---------- THE DATA

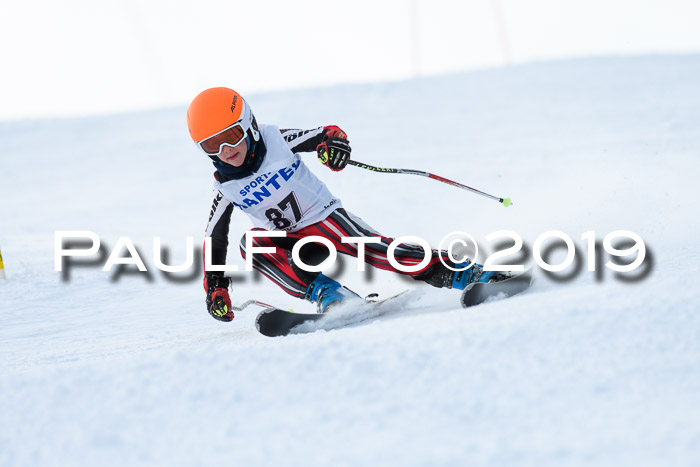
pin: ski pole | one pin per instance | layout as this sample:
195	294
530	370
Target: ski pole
504	201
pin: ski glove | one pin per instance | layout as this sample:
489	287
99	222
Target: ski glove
218	300
334	150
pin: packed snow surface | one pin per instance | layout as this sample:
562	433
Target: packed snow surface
109	369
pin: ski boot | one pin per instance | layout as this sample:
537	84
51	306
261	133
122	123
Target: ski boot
474	274
327	293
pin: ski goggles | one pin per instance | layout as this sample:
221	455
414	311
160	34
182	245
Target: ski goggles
230	136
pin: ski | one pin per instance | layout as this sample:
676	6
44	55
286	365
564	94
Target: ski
274	322
481	292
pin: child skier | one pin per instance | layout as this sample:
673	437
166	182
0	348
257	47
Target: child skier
259	170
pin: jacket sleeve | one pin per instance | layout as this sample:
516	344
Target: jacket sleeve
217	229
303	140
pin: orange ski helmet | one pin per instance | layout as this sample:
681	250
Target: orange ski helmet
216	109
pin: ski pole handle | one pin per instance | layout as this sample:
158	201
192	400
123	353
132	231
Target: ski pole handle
504	201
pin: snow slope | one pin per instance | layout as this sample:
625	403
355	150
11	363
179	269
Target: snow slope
589	371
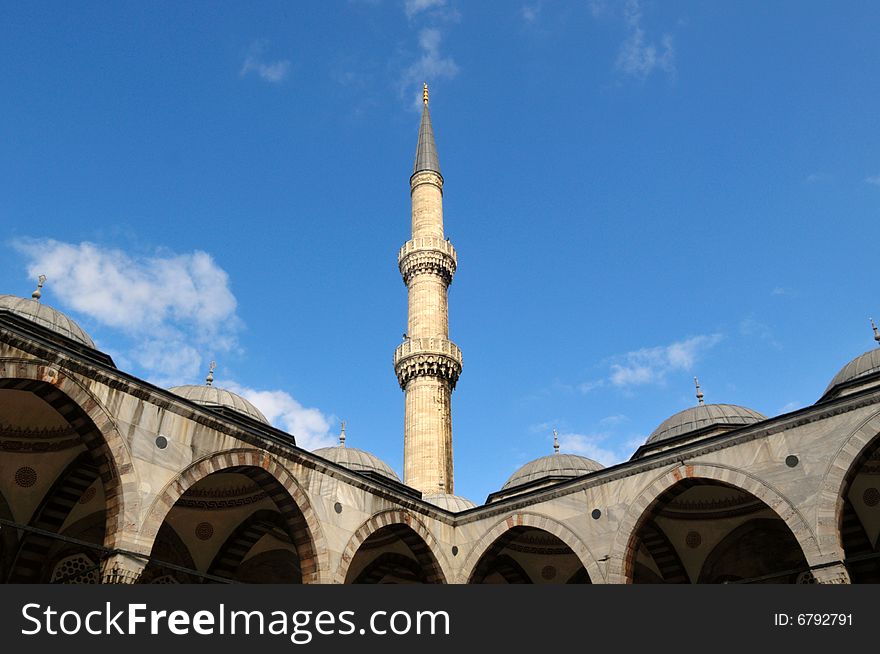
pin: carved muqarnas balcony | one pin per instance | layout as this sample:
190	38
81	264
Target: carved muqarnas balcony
427	357
428	254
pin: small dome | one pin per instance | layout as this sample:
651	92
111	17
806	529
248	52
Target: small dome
211	396
553	465
357	460
861	366
46	316
454	503
704	415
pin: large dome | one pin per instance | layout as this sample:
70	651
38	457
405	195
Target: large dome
704	415
553	465
453	503
861	366
47	317
211	396
357	460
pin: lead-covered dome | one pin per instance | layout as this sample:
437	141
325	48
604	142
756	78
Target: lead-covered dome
212	396
357	460
46	316
453	503
705	415
862	366
553	466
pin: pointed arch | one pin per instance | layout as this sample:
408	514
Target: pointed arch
425	547
98	430
830	514
623	549
263	469
537	521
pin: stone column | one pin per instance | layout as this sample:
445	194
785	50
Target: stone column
122	568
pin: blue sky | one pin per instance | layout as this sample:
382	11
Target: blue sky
639	192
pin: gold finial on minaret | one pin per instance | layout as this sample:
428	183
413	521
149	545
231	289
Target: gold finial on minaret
38	293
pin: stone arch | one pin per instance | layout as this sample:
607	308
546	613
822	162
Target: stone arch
431	549
111	453
639	510
537	521
830	511
312	550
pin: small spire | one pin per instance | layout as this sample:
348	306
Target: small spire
37	294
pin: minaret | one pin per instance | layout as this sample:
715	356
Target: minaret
427	363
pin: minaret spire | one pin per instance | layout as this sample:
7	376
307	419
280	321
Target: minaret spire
426	149
427	363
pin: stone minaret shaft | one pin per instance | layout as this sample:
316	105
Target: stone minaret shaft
427	363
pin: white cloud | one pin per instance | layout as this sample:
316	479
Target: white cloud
413	7
651	365
169	306
310	426
589	445
638	56
272	72
429	67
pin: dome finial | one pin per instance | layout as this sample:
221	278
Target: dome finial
42	280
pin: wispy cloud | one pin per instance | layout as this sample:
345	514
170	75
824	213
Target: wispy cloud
269	71
638	56
651	365
310	426
590	446
169	306
169	310
756	329
430	66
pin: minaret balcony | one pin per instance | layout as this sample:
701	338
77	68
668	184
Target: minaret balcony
427	357
427	254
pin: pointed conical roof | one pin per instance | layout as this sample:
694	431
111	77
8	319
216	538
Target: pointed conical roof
426	150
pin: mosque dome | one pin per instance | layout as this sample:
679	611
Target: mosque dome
862	366
553	466
453	503
46	316
723	416
356	459
212	396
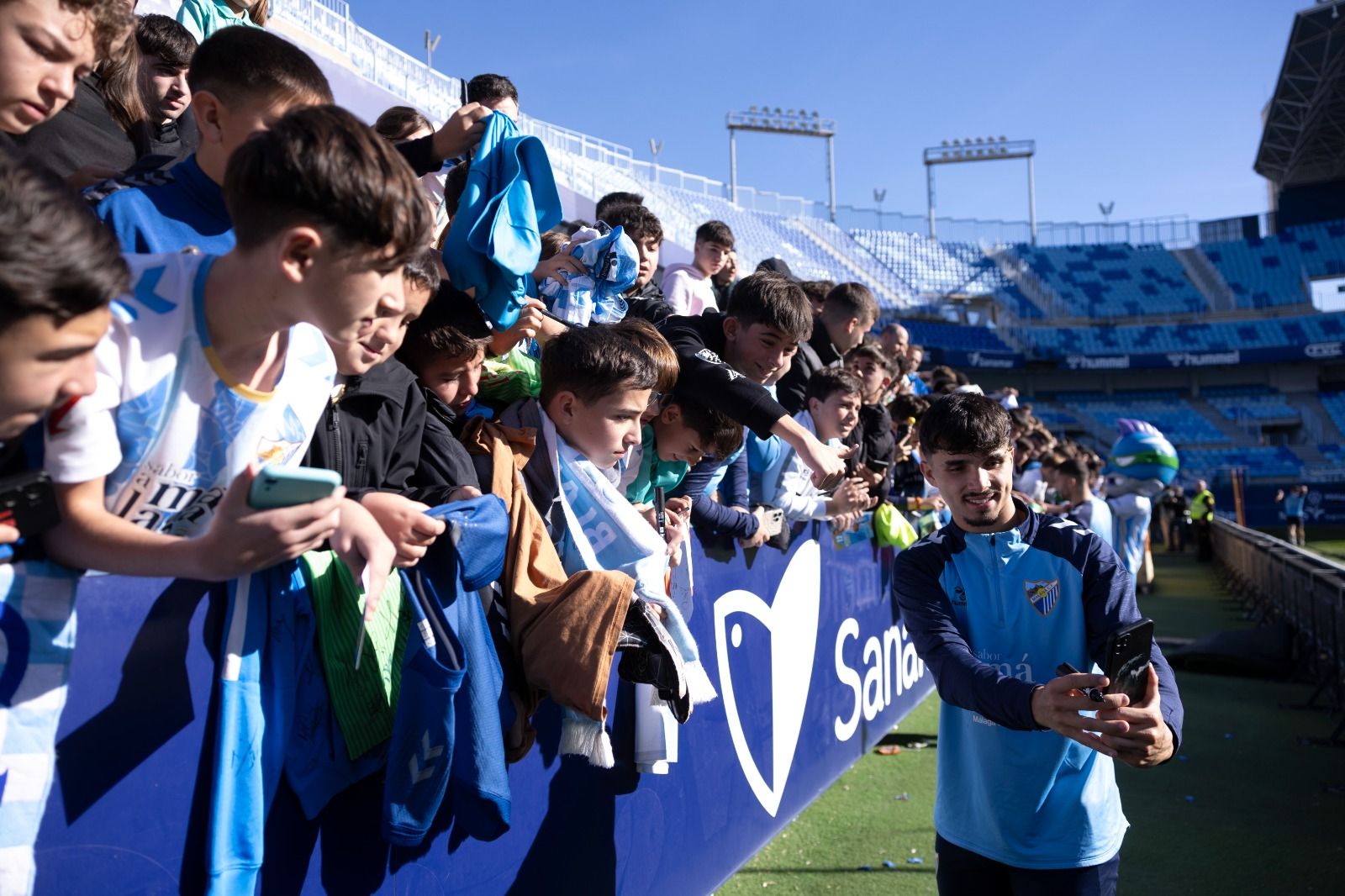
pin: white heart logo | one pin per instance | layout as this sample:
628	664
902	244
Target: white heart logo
793	623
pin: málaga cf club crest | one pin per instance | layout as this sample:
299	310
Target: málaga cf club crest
1042	595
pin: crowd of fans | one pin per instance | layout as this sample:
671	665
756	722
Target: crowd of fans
205	266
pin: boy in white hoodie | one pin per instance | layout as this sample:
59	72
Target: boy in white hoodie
831	410
689	288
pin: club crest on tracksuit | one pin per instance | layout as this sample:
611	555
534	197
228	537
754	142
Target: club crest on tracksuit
1042	595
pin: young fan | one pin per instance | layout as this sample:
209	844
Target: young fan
833	410
217	365
241	80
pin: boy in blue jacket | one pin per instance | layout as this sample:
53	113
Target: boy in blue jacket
994	602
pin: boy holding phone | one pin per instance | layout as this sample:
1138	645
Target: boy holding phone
219	365
994	602
58	273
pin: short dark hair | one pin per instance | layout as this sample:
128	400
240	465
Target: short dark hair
440	333
715	232
827	381
616	198
251	64
55	259
423	271
490	87
593	362
817	289
720	434
636	221
851	300
773	300
324	167
161	37
963	424
1073	468
650	342
907	405
111	20
400	123
871	350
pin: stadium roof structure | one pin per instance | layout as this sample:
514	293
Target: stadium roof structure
1304	141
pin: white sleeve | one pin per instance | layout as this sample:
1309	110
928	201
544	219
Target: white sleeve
677	293
81	439
794	492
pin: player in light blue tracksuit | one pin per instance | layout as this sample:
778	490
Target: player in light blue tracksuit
994	602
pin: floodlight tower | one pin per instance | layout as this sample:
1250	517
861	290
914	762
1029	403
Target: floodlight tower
984	150
797	123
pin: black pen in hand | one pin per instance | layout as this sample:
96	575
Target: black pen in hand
1091	693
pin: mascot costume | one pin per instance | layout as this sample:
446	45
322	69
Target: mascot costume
1142	463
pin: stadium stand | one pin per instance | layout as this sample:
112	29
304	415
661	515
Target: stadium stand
1335	405
1201	335
1274	272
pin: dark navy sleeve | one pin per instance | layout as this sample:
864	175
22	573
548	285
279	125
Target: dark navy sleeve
1110	604
962	678
706	512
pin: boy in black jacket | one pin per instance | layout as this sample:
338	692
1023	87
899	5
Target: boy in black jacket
873	437
728	358
372	430
446	350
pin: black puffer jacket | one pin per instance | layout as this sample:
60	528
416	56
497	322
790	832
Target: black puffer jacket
814	354
372	432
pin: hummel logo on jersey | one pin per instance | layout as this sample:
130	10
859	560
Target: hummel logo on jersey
791	622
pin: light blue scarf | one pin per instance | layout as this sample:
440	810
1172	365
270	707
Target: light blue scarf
605	532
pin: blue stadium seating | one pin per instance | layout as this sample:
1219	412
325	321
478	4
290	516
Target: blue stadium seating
1335	403
1116	280
1257	403
1266	273
1259	461
932	334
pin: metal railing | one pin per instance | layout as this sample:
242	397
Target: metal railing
1306	591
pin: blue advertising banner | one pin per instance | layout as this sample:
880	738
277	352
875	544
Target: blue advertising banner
1126	361
806	650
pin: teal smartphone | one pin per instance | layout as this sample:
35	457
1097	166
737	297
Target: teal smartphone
289	486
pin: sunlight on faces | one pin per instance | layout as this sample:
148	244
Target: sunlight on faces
710	257
455	380
382	338
674	439
760	353
602	430
165	87
977	486
509	105
45	363
837	416
873	377
649	250
44	51
340	291
225	127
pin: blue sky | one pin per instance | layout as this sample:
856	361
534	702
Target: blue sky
1153	105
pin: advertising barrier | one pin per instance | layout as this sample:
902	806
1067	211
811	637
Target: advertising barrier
806	650
1221	358
1325	503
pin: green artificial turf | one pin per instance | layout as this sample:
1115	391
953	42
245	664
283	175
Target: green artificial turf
1251	804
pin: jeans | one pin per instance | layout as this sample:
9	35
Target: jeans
962	872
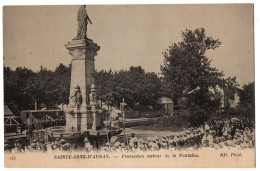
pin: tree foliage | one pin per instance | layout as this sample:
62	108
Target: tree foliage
138	88
187	73
22	87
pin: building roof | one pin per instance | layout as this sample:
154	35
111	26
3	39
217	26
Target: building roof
164	100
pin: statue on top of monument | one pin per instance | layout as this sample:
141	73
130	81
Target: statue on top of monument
83	19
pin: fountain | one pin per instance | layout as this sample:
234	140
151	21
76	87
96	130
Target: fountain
83	119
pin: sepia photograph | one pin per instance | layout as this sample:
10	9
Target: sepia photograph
159	85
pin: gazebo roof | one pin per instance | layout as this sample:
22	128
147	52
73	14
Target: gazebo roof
164	100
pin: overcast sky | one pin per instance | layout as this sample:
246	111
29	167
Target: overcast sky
129	35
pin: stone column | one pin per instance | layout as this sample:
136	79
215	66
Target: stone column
83	52
94	124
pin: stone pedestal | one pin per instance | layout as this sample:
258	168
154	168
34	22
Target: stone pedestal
79	110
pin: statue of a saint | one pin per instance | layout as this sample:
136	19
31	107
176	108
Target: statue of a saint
83	19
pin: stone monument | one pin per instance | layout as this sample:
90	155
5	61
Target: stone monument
81	114
82	117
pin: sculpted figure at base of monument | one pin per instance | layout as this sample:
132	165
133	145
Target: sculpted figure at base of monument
76	98
83	19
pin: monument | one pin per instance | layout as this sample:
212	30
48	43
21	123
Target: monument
81	114
83	119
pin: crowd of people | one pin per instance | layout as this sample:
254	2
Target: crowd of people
216	134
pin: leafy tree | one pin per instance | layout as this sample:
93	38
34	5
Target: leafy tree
187	72
139	89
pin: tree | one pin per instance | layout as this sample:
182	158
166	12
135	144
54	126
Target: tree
15	88
186	72
138	88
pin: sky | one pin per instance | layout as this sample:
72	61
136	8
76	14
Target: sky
129	35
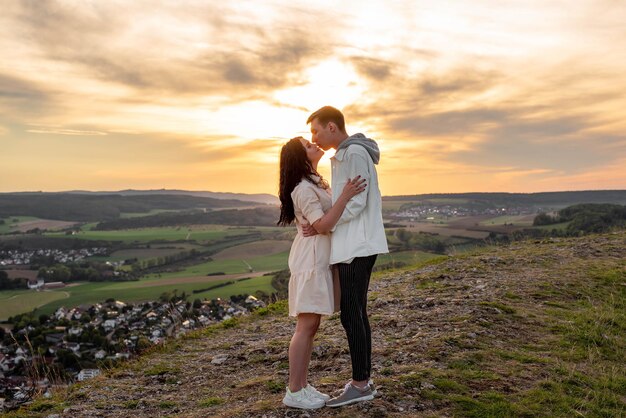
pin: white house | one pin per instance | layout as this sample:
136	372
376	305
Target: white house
35	283
109	324
87	374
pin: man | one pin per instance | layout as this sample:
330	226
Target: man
357	238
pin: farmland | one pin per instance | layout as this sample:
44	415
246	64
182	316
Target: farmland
156	259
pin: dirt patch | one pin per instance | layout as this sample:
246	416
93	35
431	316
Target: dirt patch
253	249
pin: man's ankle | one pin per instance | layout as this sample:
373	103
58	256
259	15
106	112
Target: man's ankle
361	384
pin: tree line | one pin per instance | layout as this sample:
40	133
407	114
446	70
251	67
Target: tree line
260	216
586	218
91	208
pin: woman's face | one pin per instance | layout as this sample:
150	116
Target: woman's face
313	152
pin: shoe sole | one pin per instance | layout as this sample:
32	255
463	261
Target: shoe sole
301	406
351	401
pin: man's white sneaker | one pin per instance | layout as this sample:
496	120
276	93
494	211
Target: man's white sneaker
317	393
302	399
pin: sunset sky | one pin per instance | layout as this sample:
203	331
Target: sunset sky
487	95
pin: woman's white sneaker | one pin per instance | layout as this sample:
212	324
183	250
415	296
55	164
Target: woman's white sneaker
302	399
317	393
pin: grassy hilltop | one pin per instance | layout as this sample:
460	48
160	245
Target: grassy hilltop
534	329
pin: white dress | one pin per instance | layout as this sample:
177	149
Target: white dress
311	281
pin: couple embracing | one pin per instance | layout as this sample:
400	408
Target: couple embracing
340	233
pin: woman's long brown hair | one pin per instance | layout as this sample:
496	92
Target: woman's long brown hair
294	167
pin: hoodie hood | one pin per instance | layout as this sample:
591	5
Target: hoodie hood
369	144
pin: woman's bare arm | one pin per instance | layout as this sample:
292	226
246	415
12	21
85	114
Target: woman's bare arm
326	223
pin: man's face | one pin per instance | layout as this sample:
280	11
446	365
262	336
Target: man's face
321	135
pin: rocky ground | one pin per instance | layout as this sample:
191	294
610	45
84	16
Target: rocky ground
536	328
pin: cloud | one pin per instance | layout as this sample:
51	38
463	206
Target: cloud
238	58
20	96
372	68
61	131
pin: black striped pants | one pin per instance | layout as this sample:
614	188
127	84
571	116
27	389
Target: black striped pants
354	279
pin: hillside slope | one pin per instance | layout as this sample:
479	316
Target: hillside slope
532	329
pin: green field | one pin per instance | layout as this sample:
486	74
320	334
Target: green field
142	214
517	220
559	227
145	235
15	302
265	263
14	221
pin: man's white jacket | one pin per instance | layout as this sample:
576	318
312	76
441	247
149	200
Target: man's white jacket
359	231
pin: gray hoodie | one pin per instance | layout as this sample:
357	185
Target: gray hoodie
369	144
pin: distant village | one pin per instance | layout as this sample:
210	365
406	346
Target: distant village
17	258
77	342
427	212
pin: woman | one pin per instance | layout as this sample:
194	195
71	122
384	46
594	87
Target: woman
305	198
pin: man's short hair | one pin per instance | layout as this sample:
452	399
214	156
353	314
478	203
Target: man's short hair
328	114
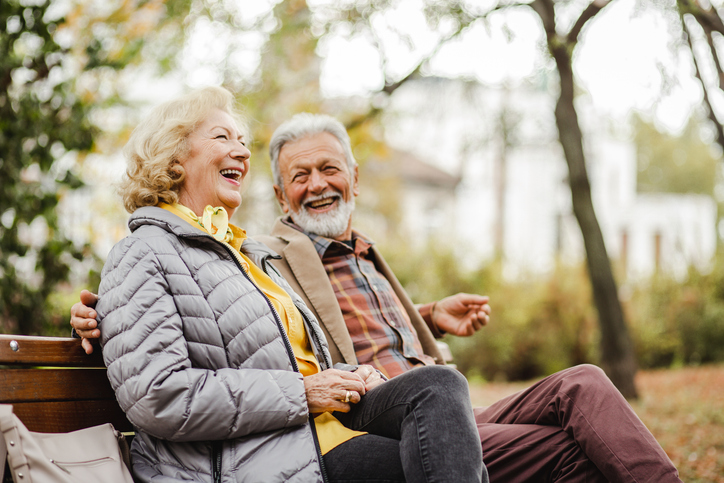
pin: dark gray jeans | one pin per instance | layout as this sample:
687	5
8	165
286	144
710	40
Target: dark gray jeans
421	429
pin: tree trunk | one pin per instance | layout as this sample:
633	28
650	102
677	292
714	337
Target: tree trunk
617	355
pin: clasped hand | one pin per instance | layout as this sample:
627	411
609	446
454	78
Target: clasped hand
327	390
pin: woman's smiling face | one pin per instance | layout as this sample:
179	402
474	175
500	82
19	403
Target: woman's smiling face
215	166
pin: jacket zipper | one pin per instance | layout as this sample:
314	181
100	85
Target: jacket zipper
216	450
292	359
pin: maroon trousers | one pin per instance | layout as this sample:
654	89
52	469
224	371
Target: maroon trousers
573	426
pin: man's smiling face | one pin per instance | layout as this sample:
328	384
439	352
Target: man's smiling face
319	188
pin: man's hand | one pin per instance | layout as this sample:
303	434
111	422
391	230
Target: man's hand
83	319
461	314
327	390
370	376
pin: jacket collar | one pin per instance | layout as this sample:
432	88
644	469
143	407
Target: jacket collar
153	215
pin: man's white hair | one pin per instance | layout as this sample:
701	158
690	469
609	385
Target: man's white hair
307	124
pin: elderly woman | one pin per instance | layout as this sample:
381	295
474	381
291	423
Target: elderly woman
217	362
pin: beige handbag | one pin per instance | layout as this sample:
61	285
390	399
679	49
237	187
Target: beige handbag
91	455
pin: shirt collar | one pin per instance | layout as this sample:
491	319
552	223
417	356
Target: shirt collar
323	245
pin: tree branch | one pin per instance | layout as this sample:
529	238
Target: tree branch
707	102
706	17
590	12
715	55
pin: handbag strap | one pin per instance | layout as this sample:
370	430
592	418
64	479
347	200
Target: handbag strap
6	411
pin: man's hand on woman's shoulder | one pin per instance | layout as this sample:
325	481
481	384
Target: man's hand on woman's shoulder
83	319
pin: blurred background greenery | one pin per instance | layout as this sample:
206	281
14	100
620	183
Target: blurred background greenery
75	75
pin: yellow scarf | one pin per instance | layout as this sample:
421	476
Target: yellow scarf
214	221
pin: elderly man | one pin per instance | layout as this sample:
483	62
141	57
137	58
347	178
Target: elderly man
571	426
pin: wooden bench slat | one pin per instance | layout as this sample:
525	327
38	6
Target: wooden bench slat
71	392
59	417
21	385
47	351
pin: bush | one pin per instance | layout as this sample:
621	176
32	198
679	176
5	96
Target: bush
543	324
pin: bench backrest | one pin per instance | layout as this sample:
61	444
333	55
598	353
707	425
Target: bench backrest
54	386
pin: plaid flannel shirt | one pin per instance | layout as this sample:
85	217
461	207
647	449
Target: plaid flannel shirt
377	322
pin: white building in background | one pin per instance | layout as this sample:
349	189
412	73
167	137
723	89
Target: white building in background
528	209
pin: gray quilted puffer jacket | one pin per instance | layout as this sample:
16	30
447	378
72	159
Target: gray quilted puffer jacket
200	362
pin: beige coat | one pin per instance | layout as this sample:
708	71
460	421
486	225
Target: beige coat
303	269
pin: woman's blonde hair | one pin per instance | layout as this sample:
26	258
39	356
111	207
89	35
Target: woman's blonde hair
158	144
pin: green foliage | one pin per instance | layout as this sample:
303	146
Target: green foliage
54	73
679	323
40	121
674	164
544	324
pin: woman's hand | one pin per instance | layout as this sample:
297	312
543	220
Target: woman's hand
370	376
327	390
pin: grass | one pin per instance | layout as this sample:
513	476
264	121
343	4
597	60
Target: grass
683	408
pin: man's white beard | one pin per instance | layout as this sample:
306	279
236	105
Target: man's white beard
330	224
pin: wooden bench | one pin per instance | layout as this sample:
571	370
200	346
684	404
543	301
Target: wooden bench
54	386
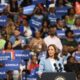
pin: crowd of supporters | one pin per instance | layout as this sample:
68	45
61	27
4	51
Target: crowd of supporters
36	31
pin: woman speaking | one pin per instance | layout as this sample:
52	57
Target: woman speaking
52	63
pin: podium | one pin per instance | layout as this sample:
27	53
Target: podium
58	76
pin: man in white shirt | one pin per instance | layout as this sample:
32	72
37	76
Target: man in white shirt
52	38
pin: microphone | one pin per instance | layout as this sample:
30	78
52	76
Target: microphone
56	68
60	67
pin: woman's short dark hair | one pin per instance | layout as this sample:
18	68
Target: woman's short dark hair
56	52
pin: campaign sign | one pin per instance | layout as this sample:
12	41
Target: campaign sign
2	7
61	33
18	54
3	20
52	18
36	22
5	56
25	55
12	64
62	10
2	73
38	1
22	54
28	9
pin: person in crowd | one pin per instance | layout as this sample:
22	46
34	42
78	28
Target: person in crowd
65	54
69	41
76	54
52	63
2	42
26	3
9	75
27	30
13	6
17	37
61	25
10	27
8	49
52	38
70	17
61	8
36	19
52	16
32	63
76	25
45	28
37	44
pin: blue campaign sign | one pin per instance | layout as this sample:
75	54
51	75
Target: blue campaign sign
61	33
38	1
28	9
2	73
26	55
3	20
18	54
5	57
22	54
33	73
2	7
52	18
36	22
12	64
62	10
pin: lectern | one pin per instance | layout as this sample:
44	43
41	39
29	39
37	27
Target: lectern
58	76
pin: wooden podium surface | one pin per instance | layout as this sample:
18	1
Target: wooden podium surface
58	76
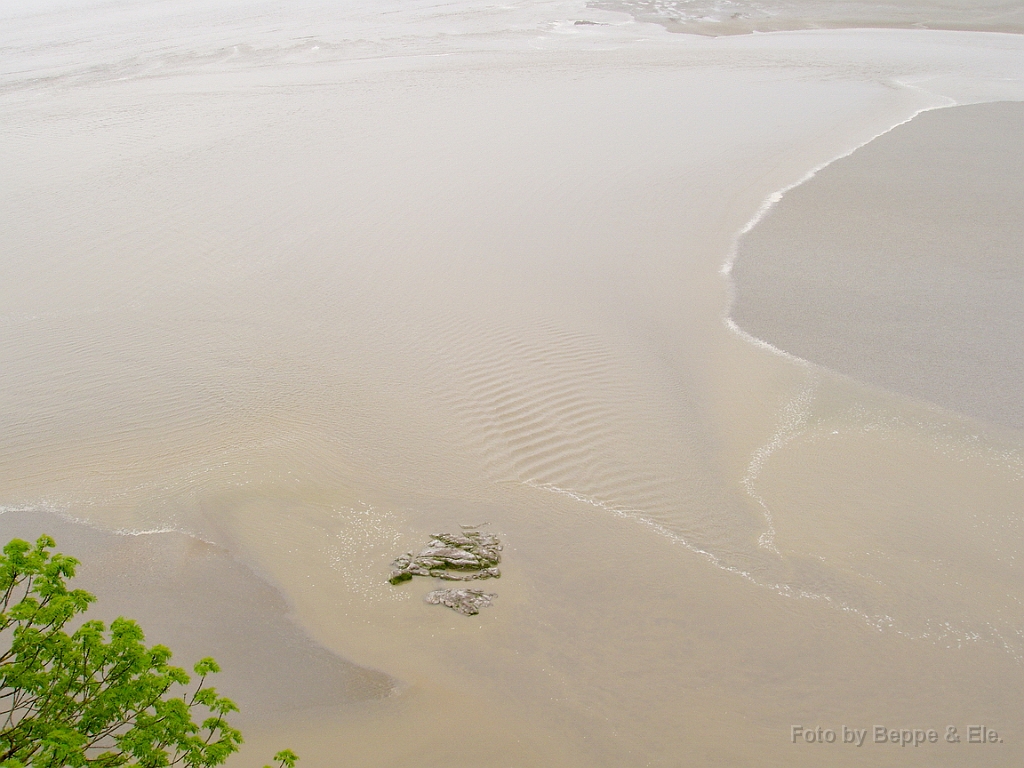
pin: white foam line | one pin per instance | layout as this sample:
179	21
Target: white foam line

--------------------

§ PROBLEM TO SOLVE: For the word "foam", work out how many lines of the entries contain it, and state the number alone.

§ EXERCISE SOLUTION: 2